Sunday, March 1

Week 191 - Key Food and Agriculture Companies in the Barron’s 500 List

Situation: Here's where your investment philosophy kicks in. At ITR, we have a vision that sees markets in shades of grey, never in black and white. You'll point out that investments would turn dark pretty quickly if there were a nuclear war or a highly lethal pandemic. Warren Buffett has said as much. A wave of bankruptcies would occur and some markets would undoubtedly freeze up for a while, years maybe. But some companies would do well: gold miners, food processors, agricultural suppliers, and farmland manager/brokers.

Survival of the human species depends of producing, processing and distributing food. Large food and agriculture companies, such as those in the Barron’s 500 List, would have to take the lead in resolving a food crisis. Which companies are best positioned to play key roles in supplying farmers & ranchers with tractors, combines, seeds, animal feed, fertilizer and herbicides? Farm products have to be processed, and packaged foodstuffs have to be distributed to grocery stores, hotels, restaurants and institutions. Bear in mind that the year-over-year value of these companies is determined as much by the weather cycle as the economic cycle. So, their stock prices are “non-correlated” relative to the price of the S&P 500 Index. That “non-correlation” and the "essential" nature of food explains why Omaha out-performed all other US cities during the 2007-2009 recession.

◆ DATA LISTING:
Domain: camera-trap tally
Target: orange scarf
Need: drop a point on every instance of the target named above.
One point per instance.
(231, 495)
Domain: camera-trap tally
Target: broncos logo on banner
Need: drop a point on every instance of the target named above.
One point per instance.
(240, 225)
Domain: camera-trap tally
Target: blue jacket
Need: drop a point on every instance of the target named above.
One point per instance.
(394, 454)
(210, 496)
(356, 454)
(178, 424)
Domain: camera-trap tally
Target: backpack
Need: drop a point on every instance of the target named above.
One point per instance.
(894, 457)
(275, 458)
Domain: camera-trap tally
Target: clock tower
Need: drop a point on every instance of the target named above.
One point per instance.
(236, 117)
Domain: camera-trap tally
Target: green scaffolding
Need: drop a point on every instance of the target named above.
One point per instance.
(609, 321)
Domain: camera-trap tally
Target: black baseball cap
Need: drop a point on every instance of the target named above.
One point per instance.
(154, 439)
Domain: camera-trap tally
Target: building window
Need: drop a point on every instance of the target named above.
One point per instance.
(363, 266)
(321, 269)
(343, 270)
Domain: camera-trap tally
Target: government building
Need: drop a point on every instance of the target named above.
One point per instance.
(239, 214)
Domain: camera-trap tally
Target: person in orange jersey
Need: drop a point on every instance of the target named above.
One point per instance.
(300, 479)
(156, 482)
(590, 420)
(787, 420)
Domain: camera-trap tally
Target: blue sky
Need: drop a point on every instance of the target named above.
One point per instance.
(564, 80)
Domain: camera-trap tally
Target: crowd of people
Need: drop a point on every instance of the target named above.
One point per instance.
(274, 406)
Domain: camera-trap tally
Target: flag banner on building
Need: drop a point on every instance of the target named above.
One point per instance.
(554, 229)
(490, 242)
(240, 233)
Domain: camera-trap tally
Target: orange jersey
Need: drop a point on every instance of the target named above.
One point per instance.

◆ WORK TO BE COMPLETED:
Reproduce word for word the part of the food and agriculture companies passage above, starting with "Situation: Here's where" and going on through "and farmland manager/brokers.".

◆ YOUR SOLUTION:
Situation: Here's where your investment philosophy kicks in. At ITR, we have a vision that sees markets in shades of grey, never in black and white. You'll point out that investments would turn dark pretty quickly if there were a nuclear war or a highly lethal pandemic. Warren Buffett has said as much. A wave of bankruptcies would occur and some markets would undoubtedly freeze up for a while, years maybe. But some companies would do well: gold miners, food processors, agricultural suppliers, and farmland manager/brokers.